_About this task_
Read the data below line by line and copy each one with "along" in it.

Data items
————————
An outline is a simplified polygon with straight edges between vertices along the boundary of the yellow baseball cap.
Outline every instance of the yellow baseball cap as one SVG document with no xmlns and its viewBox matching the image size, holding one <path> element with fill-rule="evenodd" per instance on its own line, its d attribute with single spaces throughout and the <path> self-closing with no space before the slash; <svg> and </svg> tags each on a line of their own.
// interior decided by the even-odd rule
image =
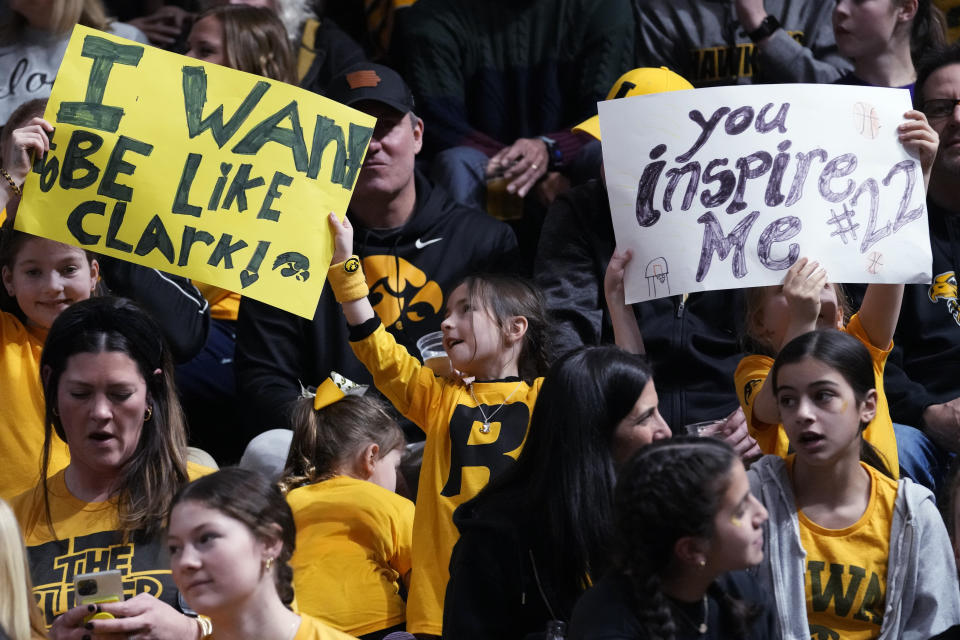
<svg viewBox="0 0 960 640">
<path fill-rule="evenodd" d="M 656 69 L 654 67 L 640 67 L 633 71 L 627 71 L 620 76 L 610 93 L 607 94 L 607 100 L 616 100 L 617 98 L 626 98 L 628 96 L 645 96 L 651 93 L 665 93 L 667 91 L 680 91 L 681 89 L 693 89 L 693 85 L 687 82 L 683 76 L 677 75 L 666 67 Z M 597 140 L 600 140 L 600 116 L 588 118 L 575 126 L 572 131 L 583 131 L 589 133 Z"/>
</svg>

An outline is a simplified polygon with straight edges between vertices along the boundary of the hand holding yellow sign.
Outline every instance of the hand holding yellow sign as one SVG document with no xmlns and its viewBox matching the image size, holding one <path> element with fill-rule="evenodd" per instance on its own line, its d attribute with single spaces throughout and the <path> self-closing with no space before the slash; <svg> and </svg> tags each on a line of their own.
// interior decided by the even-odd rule
<svg viewBox="0 0 960 640">
<path fill-rule="evenodd" d="M 313 317 L 375 119 L 78 26 L 22 231 Z"/>
</svg>

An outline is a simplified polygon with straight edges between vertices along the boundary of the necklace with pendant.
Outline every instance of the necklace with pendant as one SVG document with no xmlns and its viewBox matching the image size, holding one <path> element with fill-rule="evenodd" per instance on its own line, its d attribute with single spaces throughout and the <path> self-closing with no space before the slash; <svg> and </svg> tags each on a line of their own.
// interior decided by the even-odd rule
<svg viewBox="0 0 960 640">
<path fill-rule="evenodd" d="M 696 629 L 697 633 L 700 635 L 705 635 L 707 633 L 707 594 L 703 594 L 703 622 L 699 625 L 690 619 L 690 616 L 680 607 L 679 603 L 674 603 L 673 610 L 680 614 L 680 617 L 683 618 L 683 621 L 690 625 L 691 629 Z"/>
<path fill-rule="evenodd" d="M 477 400 L 477 396 L 473 393 L 473 383 L 470 383 L 470 397 L 473 398 L 473 403 L 477 405 L 477 410 L 480 412 L 480 415 L 483 416 L 483 423 L 480 426 L 480 433 L 490 433 L 490 423 L 493 421 L 493 417 L 500 412 L 500 409 L 503 409 L 504 405 L 510 402 L 510 398 L 513 397 L 513 394 L 517 392 L 517 389 L 520 388 L 520 385 L 523 384 L 523 380 L 517 383 L 517 386 L 513 388 L 513 391 L 510 392 L 510 395 L 507 396 L 507 399 L 500 403 L 500 406 L 493 410 L 493 412 L 488 416 L 483 411 L 483 407 L 480 406 L 480 401 Z"/>
</svg>

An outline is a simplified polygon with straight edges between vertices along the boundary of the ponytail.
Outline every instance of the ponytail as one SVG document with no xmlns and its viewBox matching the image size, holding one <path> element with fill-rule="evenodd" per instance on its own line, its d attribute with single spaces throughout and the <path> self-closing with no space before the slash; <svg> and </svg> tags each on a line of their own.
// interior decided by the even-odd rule
<svg viewBox="0 0 960 640">
<path fill-rule="evenodd" d="M 887 464 L 887 459 L 880 453 L 879 449 L 863 437 L 863 429 L 865 428 L 866 425 L 860 429 L 860 462 L 870 465 L 891 480 L 896 480 L 896 476 L 893 475 L 890 466 Z"/>
<path fill-rule="evenodd" d="M 947 18 L 933 0 L 917 0 L 917 13 L 910 27 L 910 57 L 914 66 L 930 49 L 947 43 Z"/>
<path fill-rule="evenodd" d="M 364 447 L 376 444 L 379 457 L 404 445 L 403 432 L 383 403 L 348 395 L 322 409 L 313 398 L 293 408 L 293 441 L 279 486 L 284 493 L 340 473 Z"/>
<path fill-rule="evenodd" d="M 651 640 L 674 640 L 677 625 L 674 623 L 667 597 L 660 589 L 660 576 L 656 573 L 643 576 L 631 571 L 627 574 L 627 579 L 633 587 L 633 606 L 640 624 L 646 628 L 646 637 Z"/>
</svg>

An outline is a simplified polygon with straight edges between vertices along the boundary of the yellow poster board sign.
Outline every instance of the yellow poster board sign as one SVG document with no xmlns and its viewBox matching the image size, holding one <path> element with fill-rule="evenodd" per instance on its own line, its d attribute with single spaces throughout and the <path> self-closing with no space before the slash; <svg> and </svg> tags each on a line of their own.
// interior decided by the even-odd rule
<svg viewBox="0 0 960 640">
<path fill-rule="evenodd" d="M 312 318 L 375 118 L 78 26 L 16 227 Z"/>
</svg>

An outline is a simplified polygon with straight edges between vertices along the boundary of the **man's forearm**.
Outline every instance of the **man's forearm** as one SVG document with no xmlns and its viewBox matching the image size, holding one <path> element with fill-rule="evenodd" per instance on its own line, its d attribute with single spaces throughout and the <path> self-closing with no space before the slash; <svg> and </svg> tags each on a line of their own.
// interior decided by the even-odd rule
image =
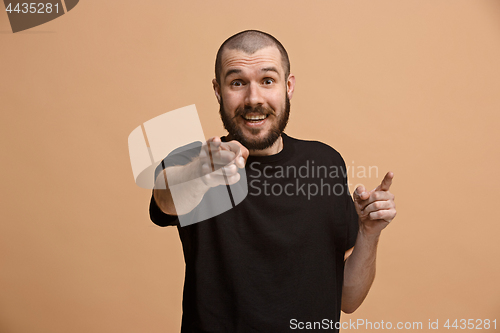
<svg viewBox="0 0 500 333">
<path fill-rule="evenodd" d="M 198 206 L 209 190 L 200 178 L 199 169 L 199 160 L 194 159 L 183 166 L 168 167 L 158 175 L 153 196 L 165 214 L 183 215 Z"/>
<path fill-rule="evenodd" d="M 342 311 L 354 312 L 363 303 L 375 279 L 380 235 L 366 235 L 360 229 L 353 252 L 347 258 L 342 288 Z"/>
</svg>

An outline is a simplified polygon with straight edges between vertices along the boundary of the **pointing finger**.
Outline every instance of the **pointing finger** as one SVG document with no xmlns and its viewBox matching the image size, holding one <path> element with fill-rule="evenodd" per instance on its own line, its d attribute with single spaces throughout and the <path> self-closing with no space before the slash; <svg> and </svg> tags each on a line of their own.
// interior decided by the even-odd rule
<svg viewBox="0 0 500 333">
<path fill-rule="evenodd" d="M 389 188 L 391 187 L 392 184 L 392 178 L 394 178 L 394 173 L 390 171 L 386 173 L 384 179 L 382 180 L 382 183 L 380 183 L 381 191 L 389 191 Z"/>
<path fill-rule="evenodd" d="M 207 144 L 211 150 L 218 149 L 221 143 L 222 141 L 218 136 L 214 136 L 213 138 L 207 140 Z"/>
<path fill-rule="evenodd" d="M 228 142 L 228 145 L 232 147 L 232 150 L 237 152 L 236 165 L 239 168 L 244 168 L 249 155 L 248 149 L 236 140 Z"/>
</svg>

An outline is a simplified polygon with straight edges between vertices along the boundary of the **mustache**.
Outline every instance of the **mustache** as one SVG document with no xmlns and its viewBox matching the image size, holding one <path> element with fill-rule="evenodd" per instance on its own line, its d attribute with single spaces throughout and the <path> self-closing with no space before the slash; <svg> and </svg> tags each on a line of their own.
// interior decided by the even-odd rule
<svg viewBox="0 0 500 333">
<path fill-rule="evenodd" d="M 263 107 L 262 105 L 257 105 L 255 107 L 252 106 L 245 106 L 243 108 L 237 108 L 236 111 L 234 112 L 234 117 L 233 119 L 239 117 L 239 116 L 246 116 L 249 113 L 260 113 L 264 116 L 267 115 L 276 115 L 276 112 L 274 112 L 273 109 L 271 108 L 266 108 Z"/>
</svg>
————————
_Response_
An outline is a simplified polygon with straight edges between vertices along the boundary of the yellow baseball cap.
An outline is a simplified polygon with straight edges between vertices along the boundary of the hand holding yellow sign.
An outline is a simplified polygon with straight edges between vertices along the boundary of the necklace with pendant.
An outline is a simplified polygon with straight edges between vertices along the boundary of the ponytail.
An outline is a simplified polygon with straight edges between vertices along the boundary of the yellow poster board sign.
An outline is a simplified polygon with straight edges between vertices along the boundary of the **man's forearm**.
An outline is a simplified polygon with straight edges between vertices along the boundary of the **pointing finger**.
An outline is a simplified polygon with straight edges between vertices along the boundary of the **mustache**.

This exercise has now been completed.